(Your goal):
Copy out, word for word, the lines of the data below from the one containing "crystal**, it would be much appreciated." through the one containing "481), (410, 498)]]", including both of those lines.

==== Stored records ====

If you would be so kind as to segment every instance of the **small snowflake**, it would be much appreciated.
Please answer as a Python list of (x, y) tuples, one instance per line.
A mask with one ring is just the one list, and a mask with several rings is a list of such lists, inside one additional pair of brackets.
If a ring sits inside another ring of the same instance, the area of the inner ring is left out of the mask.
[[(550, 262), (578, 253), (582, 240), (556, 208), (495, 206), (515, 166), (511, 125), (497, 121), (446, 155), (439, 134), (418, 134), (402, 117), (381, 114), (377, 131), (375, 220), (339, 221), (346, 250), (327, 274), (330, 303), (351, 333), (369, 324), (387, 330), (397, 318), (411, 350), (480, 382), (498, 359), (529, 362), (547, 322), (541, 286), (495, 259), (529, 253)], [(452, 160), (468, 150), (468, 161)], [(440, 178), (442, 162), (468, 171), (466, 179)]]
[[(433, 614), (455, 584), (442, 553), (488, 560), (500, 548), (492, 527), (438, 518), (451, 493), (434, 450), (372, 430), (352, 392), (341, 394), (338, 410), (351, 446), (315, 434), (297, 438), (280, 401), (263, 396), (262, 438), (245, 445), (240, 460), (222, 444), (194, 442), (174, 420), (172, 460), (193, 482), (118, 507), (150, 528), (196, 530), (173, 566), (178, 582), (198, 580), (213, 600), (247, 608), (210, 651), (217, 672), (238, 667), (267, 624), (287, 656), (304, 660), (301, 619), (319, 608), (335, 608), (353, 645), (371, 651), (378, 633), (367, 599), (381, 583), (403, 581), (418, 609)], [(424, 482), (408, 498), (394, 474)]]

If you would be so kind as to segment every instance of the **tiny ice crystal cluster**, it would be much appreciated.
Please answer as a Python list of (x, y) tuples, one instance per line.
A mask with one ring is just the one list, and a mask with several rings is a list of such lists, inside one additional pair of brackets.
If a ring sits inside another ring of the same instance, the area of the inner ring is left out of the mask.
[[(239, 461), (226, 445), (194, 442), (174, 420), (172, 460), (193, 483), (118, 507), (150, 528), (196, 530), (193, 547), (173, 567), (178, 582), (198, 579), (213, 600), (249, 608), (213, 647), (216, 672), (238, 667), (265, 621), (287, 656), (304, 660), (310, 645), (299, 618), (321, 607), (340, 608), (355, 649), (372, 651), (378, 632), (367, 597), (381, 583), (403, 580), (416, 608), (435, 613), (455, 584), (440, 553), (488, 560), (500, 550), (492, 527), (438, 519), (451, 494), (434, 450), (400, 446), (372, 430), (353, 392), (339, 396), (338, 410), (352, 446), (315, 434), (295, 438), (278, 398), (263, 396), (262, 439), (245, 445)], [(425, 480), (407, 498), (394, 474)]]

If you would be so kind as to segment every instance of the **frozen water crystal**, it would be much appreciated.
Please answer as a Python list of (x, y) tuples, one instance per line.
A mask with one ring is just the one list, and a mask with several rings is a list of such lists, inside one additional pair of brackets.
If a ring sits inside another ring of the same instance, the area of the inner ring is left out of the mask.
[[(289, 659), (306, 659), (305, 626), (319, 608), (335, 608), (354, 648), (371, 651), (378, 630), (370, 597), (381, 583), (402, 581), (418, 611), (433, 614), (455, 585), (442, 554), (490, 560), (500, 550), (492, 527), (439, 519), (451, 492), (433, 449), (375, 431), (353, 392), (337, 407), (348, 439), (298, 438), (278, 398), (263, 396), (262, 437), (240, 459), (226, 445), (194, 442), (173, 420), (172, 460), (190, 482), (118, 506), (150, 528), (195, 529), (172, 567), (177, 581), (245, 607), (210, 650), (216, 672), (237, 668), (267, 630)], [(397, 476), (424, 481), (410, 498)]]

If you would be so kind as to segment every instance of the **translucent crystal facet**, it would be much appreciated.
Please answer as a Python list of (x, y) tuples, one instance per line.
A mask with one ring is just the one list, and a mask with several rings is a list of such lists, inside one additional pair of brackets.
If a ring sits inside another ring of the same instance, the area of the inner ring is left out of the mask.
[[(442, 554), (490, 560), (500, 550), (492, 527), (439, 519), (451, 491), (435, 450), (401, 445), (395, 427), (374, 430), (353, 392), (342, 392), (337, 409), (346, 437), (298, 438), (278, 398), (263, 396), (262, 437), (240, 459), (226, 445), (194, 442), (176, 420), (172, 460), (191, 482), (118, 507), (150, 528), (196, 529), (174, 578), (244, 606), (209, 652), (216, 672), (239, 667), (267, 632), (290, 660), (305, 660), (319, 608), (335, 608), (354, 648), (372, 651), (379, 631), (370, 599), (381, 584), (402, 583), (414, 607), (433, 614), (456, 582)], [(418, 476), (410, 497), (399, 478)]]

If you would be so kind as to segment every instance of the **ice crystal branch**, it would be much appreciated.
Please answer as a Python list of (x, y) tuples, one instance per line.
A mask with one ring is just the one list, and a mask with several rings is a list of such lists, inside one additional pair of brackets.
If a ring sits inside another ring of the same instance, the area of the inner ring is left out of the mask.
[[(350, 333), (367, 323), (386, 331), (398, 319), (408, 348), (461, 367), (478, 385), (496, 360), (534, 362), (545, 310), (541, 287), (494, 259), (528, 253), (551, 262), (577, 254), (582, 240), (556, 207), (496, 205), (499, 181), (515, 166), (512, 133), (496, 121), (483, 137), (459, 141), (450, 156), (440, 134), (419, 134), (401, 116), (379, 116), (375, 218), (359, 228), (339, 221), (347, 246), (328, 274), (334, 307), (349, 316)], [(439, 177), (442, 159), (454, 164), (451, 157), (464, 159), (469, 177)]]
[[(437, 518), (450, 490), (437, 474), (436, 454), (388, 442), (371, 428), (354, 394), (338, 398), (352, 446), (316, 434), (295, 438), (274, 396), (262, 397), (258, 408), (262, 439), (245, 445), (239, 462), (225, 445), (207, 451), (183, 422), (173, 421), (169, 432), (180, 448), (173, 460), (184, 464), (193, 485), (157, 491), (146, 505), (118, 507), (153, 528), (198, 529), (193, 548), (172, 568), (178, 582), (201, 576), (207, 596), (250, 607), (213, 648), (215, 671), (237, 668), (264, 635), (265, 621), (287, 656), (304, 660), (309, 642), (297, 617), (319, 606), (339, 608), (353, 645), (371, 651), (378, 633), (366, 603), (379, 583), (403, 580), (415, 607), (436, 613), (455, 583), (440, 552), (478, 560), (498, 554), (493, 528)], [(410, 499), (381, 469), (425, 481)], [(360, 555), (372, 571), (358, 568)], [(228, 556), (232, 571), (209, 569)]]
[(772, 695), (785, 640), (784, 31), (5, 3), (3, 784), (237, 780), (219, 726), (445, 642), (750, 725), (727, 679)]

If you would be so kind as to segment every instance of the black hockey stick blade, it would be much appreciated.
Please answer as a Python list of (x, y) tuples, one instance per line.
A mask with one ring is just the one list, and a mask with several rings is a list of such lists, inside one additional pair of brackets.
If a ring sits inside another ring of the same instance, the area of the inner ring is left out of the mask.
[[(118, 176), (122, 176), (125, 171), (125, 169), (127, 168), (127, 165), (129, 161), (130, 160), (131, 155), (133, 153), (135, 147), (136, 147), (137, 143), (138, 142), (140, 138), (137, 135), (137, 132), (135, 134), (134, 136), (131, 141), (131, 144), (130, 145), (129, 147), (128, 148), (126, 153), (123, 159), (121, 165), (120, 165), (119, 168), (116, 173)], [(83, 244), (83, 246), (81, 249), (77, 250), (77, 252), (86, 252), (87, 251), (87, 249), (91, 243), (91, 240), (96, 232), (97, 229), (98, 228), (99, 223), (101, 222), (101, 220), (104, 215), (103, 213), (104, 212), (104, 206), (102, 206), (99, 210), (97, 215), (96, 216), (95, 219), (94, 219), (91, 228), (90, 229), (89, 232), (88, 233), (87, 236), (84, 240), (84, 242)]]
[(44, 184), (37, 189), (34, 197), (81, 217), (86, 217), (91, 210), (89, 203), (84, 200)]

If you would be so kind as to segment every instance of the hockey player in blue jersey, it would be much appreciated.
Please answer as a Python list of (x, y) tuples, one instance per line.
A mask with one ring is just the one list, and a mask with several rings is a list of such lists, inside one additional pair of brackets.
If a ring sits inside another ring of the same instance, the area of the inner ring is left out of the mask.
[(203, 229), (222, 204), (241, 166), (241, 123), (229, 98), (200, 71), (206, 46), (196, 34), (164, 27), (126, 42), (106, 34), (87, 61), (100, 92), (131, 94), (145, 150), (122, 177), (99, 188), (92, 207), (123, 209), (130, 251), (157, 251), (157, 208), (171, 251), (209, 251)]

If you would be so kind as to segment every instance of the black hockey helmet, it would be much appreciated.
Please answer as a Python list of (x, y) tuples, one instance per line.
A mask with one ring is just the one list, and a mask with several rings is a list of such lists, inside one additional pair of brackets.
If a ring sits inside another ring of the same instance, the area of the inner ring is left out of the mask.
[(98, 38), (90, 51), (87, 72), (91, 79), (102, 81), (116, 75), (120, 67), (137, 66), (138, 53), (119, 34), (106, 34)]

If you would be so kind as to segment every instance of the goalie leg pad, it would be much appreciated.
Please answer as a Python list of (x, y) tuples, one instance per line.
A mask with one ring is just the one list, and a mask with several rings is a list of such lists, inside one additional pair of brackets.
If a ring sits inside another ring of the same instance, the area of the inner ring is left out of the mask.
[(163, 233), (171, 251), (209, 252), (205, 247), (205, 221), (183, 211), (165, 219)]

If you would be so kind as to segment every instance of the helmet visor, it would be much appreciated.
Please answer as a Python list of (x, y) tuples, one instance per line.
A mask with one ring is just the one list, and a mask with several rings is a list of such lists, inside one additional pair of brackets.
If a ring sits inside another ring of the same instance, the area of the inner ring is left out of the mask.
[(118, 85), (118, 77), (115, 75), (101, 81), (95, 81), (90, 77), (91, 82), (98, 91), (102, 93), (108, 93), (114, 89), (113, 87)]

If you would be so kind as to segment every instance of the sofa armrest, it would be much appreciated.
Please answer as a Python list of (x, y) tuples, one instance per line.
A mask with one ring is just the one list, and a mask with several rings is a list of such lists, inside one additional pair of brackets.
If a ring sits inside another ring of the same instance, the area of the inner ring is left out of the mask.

====

(Completed exercise):
If you would be so kind as to segment every instance of the **frozen water crystal**, it would be much appreciated.
Please answer as a Python list of (x, y) tuples, one instance per line.
A mask with one ring is just the one list, and a mask with several rings is a list of such lists, inside one additional pair of brackets.
If a ring sits inside another ring of the same instance, the area of the inner ring is left out of the mask.
[[(289, 659), (306, 659), (305, 626), (319, 608), (335, 608), (354, 648), (371, 651), (378, 630), (370, 597), (381, 583), (402, 581), (418, 611), (433, 614), (455, 585), (442, 554), (490, 560), (500, 550), (492, 527), (439, 519), (451, 492), (433, 449), (375, 431), (353, 392), (337, 407), (348, 439), (298, 438), (278, 398), (263, 396), (262, 437), (240, 459), (226, 445), (194, 442), (173, 420), (172, 460), (190, 482), (118, 506), (150, 528), (195, 529), (172, 567), (177, 581), (245, 607), (210, 650), (216, 672), (237, 668), (267, 630)], [(397, 476), (424, 481), (410, 498)]]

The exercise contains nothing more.